I
was a portly 6th grade kid and my class decided to go on a field
trip to Medieval Times. We got there and the show began, during
which a meal of cornish game hen was served. I, being plump and
a fan of game hen, began to feverishly devour the small bird. Then
suddenly in mid-gourge, my teacher, an effeminate man who stood
about 5', says to the class, "Look at Andy go, if anyone doesn't
want their food, I'm sure Andy will eat it!" The entire class
turned their attention to me, a fat,insecure 6th grader who was
at the time pulling the meat off a tiny poultry carcass with my
teeth. Their laughter resounded well over the clash of the swordfighting.
Easily one of my most embarassing moments.
—Andy
D.
there
was
this guy who used to sit behind me in 10th grade English class.He
was the scariest guy in school nobody ever bothered him. He used
to stick stuff in the back of my then long curly hair, tap on my
shoulder for answers for test questions,& call me what he thought
was funny names. hey wad,whats wrong pussy,ace & champ. I finally
got fed up one day & turned around & said my name is Dave
fucker.I thought he was gonna kill me but he just smiled. The rest
of the year him & everyone else called me Dave Fucker.hey it's
Dave Fucker, here come's Dave Fucker
—David P.
When
I was in sixth grade, our junior high school had a "Spirit
Week," where everyone dressed to a different theme each day
of the week. One of the days was "Button Day," and it
was announced that the person who wore the most buttons to school would
win a pizza party for their class. I thought my classmates would
think it was really cool if I won the contest for them.
I went home and asked my mom for some buttons to wear. She was a
feminist, so all she had were buttons with slogans for women's rights
("God is short for Goddess," "Pro-choice/Pro-child,"
etc.). My mom convinced me that nobody would pay attention to what
the buttons said, and even if they did, they'd probably think it
was cool I was expressing myself.
The next day at school, I showed up wearing all of my Mom's buttons.
Everybody made fun of me and called me a "total gay-wad."
A group of boys even took off their own sports-themed buttons and
poked me with the needles. I went into the bathroom and cried.
Later, I found out that boys who poked me ended up winning the contest
by pooling all of their buttons together. I complained to the
teacher that they'd cheated, but she told me that it was only a
contest and that I shouldn't make such a big deal about it.
—Nick S.
I
was your average 7th grade geeky boy: chubby, all A's, and uncoordinated.
Gym
was especially hard for me because none of my other nerd friends
had gym class with me that year, so I was inevitably last picked
for everything and first to be picked on.
One
day, after leaving the locker rooma popular guy, John, came up from
behind me, said "What's up Corey?" and patted me on the
head. I was thrilled that this cool kid made a friendly gesture
toward me! That was, until I realized that he had mashed a wad of
chewing gum into my hair. I tried to play it off as no big deal
and started to walk back to class but the shame was too much and
I broke into tears and ran toward the principal's office to tell
on my tormentor. But when I arrived at the office who should be
standing there but John, who it turns out was an office aid! I told
the assistant principal what happened and then he got John's side
of the story, who said that I was lying to get him in trouble. And
wouldn't you know it the assistant principal believed John!

INFORMATION SHOWN:

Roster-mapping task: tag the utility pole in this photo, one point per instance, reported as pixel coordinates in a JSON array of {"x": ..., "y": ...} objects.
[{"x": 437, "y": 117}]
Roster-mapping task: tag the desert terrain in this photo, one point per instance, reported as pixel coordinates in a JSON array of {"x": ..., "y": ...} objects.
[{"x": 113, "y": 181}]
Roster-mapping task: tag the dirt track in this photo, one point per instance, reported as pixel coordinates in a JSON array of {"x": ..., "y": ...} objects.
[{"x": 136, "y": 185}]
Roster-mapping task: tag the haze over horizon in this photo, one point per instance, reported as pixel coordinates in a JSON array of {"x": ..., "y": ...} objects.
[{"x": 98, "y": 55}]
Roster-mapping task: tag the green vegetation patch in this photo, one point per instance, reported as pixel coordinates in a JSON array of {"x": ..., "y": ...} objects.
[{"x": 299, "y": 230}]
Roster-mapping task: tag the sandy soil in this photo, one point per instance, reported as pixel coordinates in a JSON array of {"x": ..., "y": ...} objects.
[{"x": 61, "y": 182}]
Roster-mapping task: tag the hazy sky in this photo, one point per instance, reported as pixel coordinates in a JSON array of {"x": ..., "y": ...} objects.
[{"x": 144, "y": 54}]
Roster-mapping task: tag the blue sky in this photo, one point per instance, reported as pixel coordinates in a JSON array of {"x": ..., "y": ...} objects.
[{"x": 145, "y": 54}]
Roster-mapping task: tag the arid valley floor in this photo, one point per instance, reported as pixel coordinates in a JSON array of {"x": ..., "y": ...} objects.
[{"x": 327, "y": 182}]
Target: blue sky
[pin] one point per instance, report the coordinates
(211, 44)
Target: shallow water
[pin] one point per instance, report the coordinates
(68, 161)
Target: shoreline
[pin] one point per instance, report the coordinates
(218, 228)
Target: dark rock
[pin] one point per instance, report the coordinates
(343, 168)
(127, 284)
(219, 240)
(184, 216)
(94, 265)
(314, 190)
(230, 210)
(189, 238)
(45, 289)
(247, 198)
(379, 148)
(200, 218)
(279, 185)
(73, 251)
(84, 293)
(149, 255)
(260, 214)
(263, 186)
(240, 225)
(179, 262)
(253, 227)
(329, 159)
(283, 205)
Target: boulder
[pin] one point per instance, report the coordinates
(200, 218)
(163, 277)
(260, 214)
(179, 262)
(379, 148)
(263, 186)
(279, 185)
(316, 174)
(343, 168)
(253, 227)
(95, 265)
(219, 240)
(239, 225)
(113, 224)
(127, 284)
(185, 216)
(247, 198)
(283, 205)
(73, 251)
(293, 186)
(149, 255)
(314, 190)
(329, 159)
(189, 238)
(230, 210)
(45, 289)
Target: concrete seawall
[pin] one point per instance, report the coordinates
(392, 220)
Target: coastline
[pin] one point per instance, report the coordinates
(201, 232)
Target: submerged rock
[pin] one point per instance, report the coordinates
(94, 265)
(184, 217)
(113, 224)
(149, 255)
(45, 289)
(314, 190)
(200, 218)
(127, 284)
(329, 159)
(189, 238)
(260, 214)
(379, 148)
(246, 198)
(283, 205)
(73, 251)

==

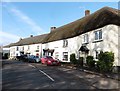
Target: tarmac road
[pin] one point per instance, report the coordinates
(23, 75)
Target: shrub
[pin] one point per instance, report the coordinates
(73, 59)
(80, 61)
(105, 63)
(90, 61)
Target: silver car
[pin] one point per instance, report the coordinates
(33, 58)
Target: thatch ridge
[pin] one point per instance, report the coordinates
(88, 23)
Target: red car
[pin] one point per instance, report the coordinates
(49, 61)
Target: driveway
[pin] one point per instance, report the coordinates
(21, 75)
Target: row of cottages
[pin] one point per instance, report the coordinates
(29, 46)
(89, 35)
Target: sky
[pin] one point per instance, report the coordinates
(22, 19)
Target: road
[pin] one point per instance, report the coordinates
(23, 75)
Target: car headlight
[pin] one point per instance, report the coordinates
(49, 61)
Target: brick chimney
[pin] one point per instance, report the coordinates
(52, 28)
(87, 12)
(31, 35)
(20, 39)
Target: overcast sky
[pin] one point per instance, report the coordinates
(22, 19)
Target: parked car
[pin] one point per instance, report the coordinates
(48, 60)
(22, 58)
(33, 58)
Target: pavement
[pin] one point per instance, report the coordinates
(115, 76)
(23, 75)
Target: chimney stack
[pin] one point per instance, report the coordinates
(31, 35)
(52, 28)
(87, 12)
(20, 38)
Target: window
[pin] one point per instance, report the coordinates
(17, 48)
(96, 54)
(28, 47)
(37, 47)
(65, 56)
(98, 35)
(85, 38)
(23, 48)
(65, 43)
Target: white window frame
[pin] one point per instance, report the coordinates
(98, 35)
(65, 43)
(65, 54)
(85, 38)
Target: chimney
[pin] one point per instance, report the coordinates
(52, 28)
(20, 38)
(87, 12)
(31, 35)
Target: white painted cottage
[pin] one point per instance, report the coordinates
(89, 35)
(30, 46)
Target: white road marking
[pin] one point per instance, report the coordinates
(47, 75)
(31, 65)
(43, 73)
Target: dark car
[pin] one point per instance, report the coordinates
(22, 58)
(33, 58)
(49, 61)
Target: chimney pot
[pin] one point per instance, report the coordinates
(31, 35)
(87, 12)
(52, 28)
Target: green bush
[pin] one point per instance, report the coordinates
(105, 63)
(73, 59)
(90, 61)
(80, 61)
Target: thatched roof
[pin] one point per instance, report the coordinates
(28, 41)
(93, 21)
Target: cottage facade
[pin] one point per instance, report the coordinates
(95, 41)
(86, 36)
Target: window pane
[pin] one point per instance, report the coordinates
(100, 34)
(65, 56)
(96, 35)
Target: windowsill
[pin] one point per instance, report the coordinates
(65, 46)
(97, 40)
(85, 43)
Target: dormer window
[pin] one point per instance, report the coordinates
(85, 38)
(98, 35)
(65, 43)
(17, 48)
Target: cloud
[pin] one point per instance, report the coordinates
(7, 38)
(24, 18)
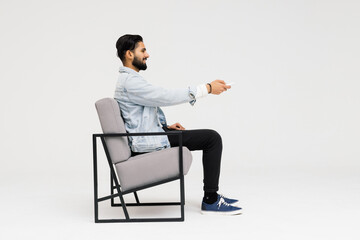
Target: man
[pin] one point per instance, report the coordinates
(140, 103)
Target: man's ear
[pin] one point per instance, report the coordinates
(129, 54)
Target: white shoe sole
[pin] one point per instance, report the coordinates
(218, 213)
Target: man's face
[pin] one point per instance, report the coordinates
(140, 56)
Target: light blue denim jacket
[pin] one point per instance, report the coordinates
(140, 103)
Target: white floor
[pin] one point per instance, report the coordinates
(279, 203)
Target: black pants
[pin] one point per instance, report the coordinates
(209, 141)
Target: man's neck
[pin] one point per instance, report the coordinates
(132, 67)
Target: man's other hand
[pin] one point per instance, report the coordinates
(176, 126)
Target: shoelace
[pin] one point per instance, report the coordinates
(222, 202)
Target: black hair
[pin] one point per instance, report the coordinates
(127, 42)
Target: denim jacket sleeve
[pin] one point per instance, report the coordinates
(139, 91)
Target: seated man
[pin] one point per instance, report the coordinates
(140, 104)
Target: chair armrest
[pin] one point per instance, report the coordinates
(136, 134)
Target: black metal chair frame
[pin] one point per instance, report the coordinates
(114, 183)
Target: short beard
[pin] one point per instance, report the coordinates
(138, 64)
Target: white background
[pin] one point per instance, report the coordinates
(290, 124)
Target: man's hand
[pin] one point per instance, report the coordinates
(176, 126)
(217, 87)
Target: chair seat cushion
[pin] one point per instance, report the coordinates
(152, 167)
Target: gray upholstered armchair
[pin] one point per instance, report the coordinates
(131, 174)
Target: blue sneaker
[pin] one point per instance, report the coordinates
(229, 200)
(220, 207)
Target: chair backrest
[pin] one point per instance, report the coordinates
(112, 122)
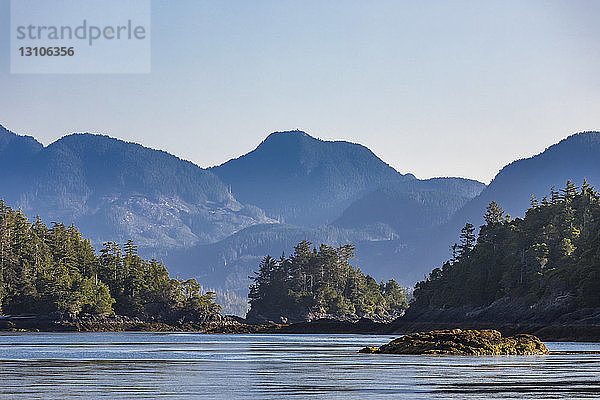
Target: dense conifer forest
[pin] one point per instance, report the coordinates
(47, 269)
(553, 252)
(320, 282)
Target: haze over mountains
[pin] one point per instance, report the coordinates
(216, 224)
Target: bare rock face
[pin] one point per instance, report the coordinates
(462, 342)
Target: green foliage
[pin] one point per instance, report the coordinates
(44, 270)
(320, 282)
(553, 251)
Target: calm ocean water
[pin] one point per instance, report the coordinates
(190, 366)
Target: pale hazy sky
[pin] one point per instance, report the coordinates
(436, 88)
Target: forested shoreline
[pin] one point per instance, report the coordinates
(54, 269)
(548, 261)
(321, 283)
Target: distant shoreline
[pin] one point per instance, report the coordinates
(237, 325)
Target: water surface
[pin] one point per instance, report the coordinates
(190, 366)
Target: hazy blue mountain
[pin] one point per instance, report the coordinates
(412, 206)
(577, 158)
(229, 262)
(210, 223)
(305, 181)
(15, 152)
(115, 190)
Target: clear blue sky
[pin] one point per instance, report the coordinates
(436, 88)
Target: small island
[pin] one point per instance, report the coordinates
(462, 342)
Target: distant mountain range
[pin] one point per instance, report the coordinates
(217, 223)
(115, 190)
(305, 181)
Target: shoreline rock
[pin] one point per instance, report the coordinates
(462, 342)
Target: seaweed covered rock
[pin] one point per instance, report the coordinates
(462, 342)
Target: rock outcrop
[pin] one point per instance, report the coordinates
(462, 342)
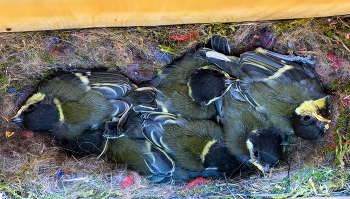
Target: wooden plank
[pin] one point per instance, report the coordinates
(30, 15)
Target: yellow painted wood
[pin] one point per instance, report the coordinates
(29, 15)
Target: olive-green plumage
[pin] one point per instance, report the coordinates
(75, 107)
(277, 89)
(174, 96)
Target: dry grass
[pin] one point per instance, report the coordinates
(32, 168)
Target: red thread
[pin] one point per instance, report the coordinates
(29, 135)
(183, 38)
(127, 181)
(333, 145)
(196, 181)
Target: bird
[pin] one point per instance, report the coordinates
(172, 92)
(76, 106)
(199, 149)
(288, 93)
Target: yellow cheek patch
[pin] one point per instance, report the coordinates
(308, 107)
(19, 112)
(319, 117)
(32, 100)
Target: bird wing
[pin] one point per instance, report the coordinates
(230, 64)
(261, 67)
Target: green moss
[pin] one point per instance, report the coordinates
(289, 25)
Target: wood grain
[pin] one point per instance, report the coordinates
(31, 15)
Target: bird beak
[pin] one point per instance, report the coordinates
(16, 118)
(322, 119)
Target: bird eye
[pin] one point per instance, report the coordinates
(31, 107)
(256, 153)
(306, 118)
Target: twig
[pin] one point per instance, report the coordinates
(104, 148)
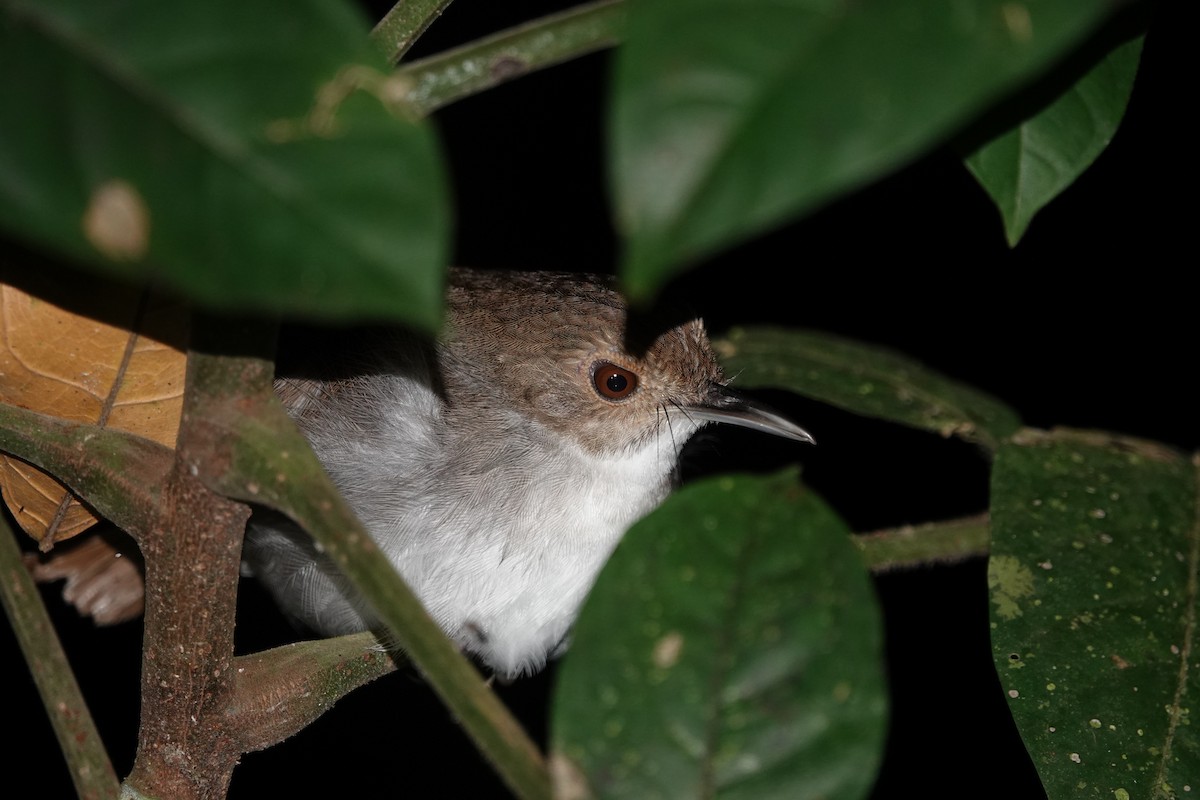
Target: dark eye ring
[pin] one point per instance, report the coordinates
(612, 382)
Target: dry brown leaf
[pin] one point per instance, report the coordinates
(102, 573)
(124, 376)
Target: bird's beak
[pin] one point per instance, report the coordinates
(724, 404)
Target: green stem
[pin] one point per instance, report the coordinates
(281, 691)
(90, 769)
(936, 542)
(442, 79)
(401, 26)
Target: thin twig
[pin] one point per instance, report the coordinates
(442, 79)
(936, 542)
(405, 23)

TASK A:
Answer these from the school-embarrassment stories, one line each:
(i) What meal was served during the show at Medieval Times?
(ii) What would the person who wore the most buttons win for their class?
(iii) What job at the school did John turn out to have?
TASK B:
Can you pick up the school-embarrassment stories after their last sentence and carry them on?

FINAL RESULT A:
(i) Cornish game hen.
(ii) A pizza party.
(iii) Office aid.

FINAL RESULT B:
They
made me sit in the office for the rest of the day and threatened
to call my parents while they let him off scot-free.
If
I only knew his last name I would track him down and kick his ass
today.
—Corey
I
read a lot of science fiction and fantasy and fantasy in junior
high school, probably because I was afraid to talk to girls. But
I always thought that maybe they would notice how quickly I went
through all these books, and be impressed by my skills as a reader.
One
day as I sat at my desk while waiting for my history class to start,
I held the book I was reading uncomfortably high, hoping someone
would notice the especially colorful cover. Unfortunately, someone
did.
The
cutest girl in the class said with scorn: "Tarzan? What a stupid
book."
It
was the one where Tarzan met the dinosaurs.
I
didn't know what to say, so I just kept reading.
The
really pathetic part is that tonight, more than 25 years later,
I suddenly
realized that maybe she was flirting with me.
—Michael
One
day I was in the bathroom that was shared between the sixth and
seventh grades, and the only other people in there were two seventh
grade girls who were MUCH bigger than I was. I was washing my hands
and trying to be invisible, when one starts talking to the other
in a loud voice, asking if she thought that sixth graders were dumb
for liking New Kids on the Block so much. The other girl agrees
in an equally loud voice, and they are exchanging knowing glances.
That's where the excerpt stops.